* [Dataset]
*** Begin section ***

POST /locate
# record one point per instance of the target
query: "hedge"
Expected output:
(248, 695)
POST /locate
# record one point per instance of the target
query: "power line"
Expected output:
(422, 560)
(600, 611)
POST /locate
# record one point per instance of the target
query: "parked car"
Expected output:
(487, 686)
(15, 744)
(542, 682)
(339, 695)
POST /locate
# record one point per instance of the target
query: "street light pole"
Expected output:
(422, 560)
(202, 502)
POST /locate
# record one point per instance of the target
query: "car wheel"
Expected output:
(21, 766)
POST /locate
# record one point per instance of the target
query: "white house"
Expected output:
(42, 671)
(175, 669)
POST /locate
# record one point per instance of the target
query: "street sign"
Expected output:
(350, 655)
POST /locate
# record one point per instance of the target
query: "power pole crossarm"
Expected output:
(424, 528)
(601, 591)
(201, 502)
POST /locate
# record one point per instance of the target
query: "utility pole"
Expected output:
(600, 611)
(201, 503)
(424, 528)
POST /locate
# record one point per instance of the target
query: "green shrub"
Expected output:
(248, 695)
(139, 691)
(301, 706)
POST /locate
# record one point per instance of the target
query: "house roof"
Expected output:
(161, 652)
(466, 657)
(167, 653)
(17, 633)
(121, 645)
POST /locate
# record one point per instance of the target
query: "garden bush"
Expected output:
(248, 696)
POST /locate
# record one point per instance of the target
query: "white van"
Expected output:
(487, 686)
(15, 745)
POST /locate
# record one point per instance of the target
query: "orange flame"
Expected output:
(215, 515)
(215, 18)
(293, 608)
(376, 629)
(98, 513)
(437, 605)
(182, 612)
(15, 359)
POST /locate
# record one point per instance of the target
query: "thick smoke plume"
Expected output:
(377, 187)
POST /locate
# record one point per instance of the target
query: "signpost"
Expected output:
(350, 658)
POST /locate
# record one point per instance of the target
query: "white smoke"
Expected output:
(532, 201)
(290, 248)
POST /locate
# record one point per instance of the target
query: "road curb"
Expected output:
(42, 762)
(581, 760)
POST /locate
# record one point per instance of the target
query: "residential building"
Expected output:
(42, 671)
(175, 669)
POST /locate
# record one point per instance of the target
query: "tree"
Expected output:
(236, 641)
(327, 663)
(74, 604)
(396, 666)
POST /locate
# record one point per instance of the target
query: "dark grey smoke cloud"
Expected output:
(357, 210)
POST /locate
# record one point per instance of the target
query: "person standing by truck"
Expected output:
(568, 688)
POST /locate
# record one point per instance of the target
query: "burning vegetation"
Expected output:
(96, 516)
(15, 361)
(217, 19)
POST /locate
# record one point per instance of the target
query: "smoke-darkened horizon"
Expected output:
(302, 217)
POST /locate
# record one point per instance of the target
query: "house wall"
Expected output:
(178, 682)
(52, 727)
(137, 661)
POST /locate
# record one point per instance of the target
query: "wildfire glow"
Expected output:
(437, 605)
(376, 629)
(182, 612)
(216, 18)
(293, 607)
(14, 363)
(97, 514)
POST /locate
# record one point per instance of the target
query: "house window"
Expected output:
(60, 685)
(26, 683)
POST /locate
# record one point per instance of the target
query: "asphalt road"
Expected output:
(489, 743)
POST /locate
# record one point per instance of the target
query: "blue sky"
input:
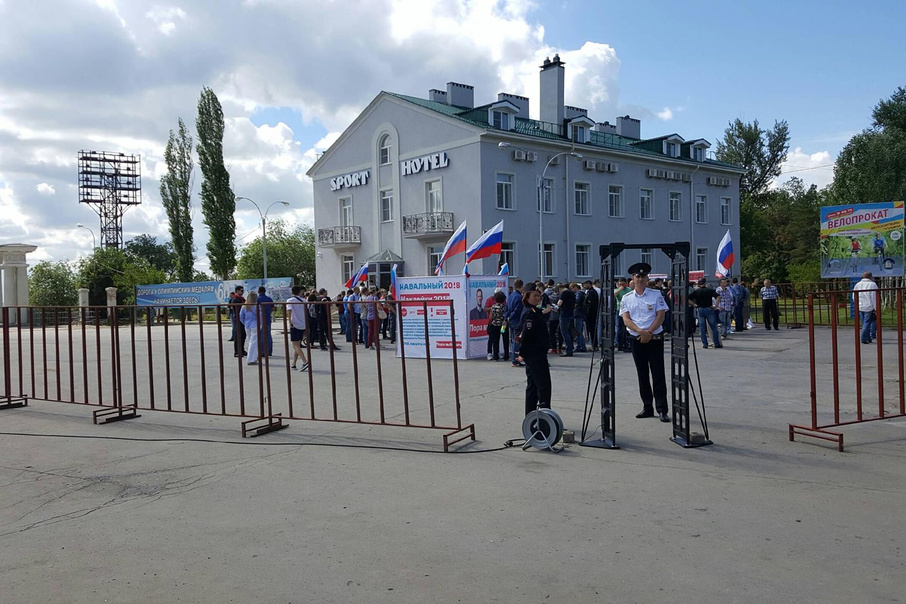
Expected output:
(115, 75)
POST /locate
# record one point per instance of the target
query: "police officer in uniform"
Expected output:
(533, 339)
(643, 312)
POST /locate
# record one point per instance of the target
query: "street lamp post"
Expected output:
(94, 241)
(504, 145)
(264, 226)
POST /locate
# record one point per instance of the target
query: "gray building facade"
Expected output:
(408, 171)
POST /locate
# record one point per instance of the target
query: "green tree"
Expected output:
(160, 256)
(176, 194)
(872, 165)
(290, 253)
(112, 267)
(52, 284)
(760, 152)
(218, 204)
(788, 227)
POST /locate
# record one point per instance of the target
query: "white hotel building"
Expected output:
(408, 171)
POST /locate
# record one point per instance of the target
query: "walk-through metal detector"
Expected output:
(681, 330)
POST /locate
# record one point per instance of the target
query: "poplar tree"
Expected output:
(218, 204)
(176, 194)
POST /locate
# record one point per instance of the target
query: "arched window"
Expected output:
(385, 150)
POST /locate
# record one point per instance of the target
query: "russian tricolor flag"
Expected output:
(724, 256)
(456, 245)
(361, 275)
(487, 245)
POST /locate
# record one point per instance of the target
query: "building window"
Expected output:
(583, 207)
(547, 259)
(577, 133)
(434, 254)
(505, 192)
(387, 205)
(508, 255)
(583, 252)
(676, 206)
(385, 150)
(615, 201)
(545, 196)
(701, 209)
(347, 262)
(433, 197)
(646, 207)
(725, 210)
(346, 211)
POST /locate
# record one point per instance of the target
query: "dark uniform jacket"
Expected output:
(535, 335)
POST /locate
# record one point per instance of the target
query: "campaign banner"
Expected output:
(432, 296)
(479, 301)
(207, 293)
(862, 237)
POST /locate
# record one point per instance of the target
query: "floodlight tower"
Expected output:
(111, 183)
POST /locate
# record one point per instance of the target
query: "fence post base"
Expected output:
(695, 440)
(469, 433)
(12, 402)
(818, 433)
(115, 414)
(271, 424)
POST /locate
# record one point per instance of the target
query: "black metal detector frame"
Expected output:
(680, 331)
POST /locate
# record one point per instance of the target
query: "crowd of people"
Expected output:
(529, 322)
(363, 313)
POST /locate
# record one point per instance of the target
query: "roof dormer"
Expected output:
(672, 145)
(502, 115)
(579, 128)
(696, 150)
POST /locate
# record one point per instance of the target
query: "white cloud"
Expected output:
(813, 168)
(324, 60)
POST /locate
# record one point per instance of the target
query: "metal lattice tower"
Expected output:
(110, 182)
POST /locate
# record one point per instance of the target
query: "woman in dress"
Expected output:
(249, 318)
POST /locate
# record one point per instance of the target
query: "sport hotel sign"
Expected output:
(435, 161)
(862, 237)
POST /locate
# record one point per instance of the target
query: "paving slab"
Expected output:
(175, 507)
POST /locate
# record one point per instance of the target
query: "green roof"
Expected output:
(478, 116)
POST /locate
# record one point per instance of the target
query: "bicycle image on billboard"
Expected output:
(860, 238)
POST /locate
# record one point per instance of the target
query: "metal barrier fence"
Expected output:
(856, 376)
(125, 362)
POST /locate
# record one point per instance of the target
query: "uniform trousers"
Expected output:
(769, 313)
(649, 360)
(537, 384)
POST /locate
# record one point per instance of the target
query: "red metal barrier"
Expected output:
(853, 373)
(181, 365)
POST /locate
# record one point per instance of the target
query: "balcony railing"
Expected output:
(340, 236)
(428, 224)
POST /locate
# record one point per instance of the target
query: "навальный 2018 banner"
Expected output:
(860, 238)
(478, 303)
(432, 295)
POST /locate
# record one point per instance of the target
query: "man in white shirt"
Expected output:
(643, 311)
(865, 290)
(295, 306)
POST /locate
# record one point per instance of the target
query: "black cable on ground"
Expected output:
(507, 445)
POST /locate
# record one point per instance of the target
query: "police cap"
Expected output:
(640, 268)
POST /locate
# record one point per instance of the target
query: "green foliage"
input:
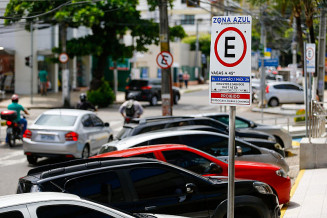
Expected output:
(300, 112)
(103, 96)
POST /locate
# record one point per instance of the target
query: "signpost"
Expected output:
(230, 77)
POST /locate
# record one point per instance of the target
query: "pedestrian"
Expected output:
(43, 77)
(186, 77)
(131, 109)
(180, 79)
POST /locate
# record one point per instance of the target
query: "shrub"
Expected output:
(299, 112)
(103, 96)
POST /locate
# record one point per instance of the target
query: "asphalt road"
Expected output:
(13, 164)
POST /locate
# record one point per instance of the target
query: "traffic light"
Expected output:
(193, 3)
(28, 61)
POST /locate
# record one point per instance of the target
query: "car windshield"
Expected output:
(125, 132)
(56, 120)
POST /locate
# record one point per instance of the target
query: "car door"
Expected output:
(18, 211)
(100, 131)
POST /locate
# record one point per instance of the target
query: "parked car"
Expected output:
(284, 92)
(70, 133)
(213, 143)
(207, 165)
(140, 185)
(282, 136)
(54, 205)
(148, 90)
(162, 123)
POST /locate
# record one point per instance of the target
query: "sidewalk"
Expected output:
(308, 195)
(54, 100)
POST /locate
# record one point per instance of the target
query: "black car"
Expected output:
(150, 124)
(148, 90)
(151, 186)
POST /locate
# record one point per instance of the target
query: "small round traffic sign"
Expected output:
(231, 40)
(164, 60)
(63, 58)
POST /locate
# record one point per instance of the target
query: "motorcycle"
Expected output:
(14, 129)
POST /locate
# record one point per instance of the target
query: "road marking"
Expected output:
(296, 184)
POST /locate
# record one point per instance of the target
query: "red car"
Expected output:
(202, 163)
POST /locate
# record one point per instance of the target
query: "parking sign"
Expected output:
(230, 61)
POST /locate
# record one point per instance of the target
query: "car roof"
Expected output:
(71, 112)
(25, 198)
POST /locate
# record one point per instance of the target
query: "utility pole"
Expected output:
(166, 83)
(321, 53)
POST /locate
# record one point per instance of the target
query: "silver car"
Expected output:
(213, 143)
(283, 137)
(69, 133)
(284, 92)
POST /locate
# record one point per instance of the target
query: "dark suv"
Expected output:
(148, 90)
(152, 186)
(150, 124)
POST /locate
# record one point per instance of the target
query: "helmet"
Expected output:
(14, 97)
(82, 96)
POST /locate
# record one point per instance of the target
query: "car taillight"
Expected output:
(71, 136)
(146, 87)
(27, 134)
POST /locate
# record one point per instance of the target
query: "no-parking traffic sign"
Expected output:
(230, 61)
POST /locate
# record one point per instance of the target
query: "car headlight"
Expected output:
(262, 188)
(281, 173)
(271, 138)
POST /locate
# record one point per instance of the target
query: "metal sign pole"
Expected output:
(231, 162)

*** End section ***

* [Task goal] What lines in the entries above include the string "power"? Return each one.

* [Answer box]
query: "power line"
query: "power pole crossarm"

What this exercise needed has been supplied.